● Your instructions
Exactly the lines below, starting with the one containing "Note: mark the thin" and going on through the one containing "Note: mark the rough", must be reproduced, both ends included, and no pictures with them.
───── Source material
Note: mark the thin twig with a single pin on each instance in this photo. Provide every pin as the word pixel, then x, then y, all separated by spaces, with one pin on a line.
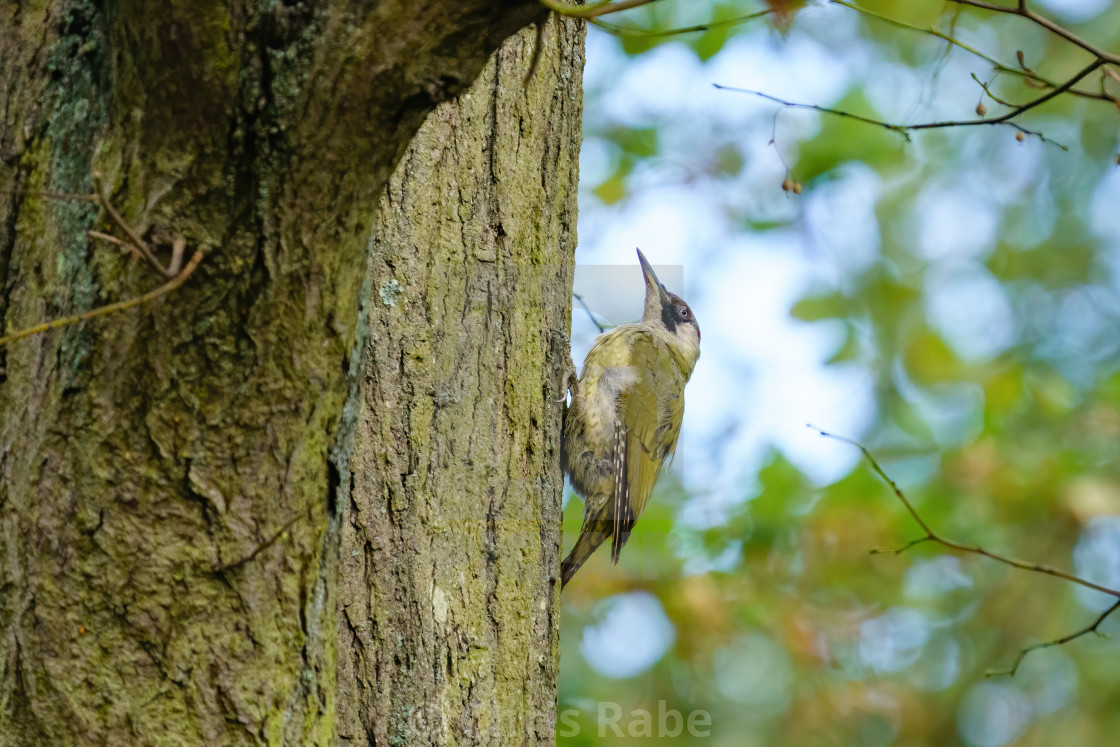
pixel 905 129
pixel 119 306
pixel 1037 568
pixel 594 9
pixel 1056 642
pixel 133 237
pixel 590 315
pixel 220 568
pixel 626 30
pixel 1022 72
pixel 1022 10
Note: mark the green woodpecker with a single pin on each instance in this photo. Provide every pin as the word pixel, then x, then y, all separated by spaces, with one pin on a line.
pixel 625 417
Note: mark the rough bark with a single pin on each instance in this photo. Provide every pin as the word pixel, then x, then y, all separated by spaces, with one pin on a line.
──────────
───── Source material
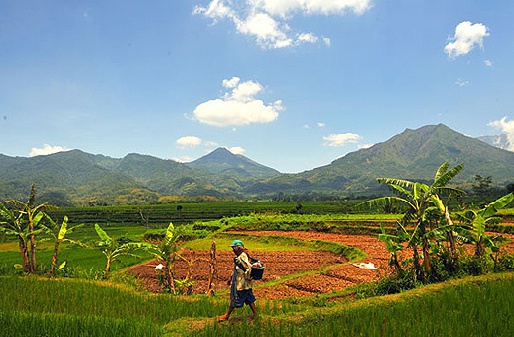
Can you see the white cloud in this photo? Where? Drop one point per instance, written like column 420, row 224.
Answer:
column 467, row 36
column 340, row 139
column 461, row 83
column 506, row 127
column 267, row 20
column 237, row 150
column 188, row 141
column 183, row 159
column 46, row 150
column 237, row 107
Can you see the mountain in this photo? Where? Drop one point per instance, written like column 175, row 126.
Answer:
──────────
───── Source material
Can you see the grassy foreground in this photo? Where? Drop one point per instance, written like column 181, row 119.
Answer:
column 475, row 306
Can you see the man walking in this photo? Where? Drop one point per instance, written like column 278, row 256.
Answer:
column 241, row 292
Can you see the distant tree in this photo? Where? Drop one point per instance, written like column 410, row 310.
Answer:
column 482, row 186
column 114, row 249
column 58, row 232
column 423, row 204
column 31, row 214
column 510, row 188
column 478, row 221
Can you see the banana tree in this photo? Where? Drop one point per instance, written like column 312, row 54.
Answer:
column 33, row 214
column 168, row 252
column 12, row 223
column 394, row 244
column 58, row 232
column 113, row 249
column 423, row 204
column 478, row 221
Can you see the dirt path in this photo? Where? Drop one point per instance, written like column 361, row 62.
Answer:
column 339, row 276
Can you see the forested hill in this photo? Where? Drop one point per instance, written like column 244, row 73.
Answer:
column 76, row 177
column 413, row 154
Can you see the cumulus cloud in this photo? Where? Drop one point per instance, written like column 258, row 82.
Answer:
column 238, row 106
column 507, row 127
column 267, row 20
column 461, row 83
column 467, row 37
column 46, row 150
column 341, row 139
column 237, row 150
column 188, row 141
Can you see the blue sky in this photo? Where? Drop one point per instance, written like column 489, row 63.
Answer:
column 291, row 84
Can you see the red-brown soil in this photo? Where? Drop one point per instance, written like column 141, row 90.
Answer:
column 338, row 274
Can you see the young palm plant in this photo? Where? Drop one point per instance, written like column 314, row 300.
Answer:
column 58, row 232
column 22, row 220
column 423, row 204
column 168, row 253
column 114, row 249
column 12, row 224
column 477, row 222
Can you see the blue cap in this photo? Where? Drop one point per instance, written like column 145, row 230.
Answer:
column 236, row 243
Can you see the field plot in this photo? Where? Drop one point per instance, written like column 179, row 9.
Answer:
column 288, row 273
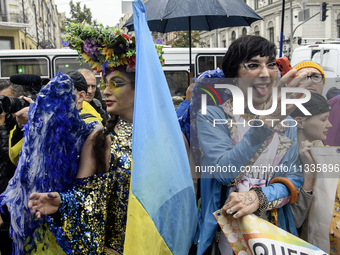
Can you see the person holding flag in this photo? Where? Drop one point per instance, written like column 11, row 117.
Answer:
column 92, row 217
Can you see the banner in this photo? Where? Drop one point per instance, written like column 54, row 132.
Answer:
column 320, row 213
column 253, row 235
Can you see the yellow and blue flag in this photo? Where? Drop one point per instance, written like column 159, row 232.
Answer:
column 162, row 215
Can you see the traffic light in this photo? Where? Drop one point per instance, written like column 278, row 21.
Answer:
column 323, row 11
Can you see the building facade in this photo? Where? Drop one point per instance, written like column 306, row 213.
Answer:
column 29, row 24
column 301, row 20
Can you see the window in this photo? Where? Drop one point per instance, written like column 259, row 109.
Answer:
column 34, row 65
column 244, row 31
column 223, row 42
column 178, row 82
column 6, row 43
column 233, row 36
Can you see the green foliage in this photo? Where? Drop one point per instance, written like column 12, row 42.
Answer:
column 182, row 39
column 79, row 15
──────────
● Response area
Note: mark the thin twig with a single pin on each instance in this photo. Provide every pin as the word pixel, then x, then y, all separated by spaces, with one pin on a line.
pixel 905 129
pixel 119 306
pixel 1037 568
pixel 594 9
pixel 1056 642
pixel 133 237
pixel 590 315
pixel 220 568
pixel 626 30
pixel 1022 72
pixel 1022 10
Note: mark the green woodpecker with a single pin on each instance in this photo. Provide every pin as the word pixel, then x, then y, all separated by spaces, with one pin on a line.
pixel 625 417
Note: mark the rough bark with a single pin on each instance in this photo. Provide every pin as the word pixel, then x, then y, all separated by spaces, with one pin on a line.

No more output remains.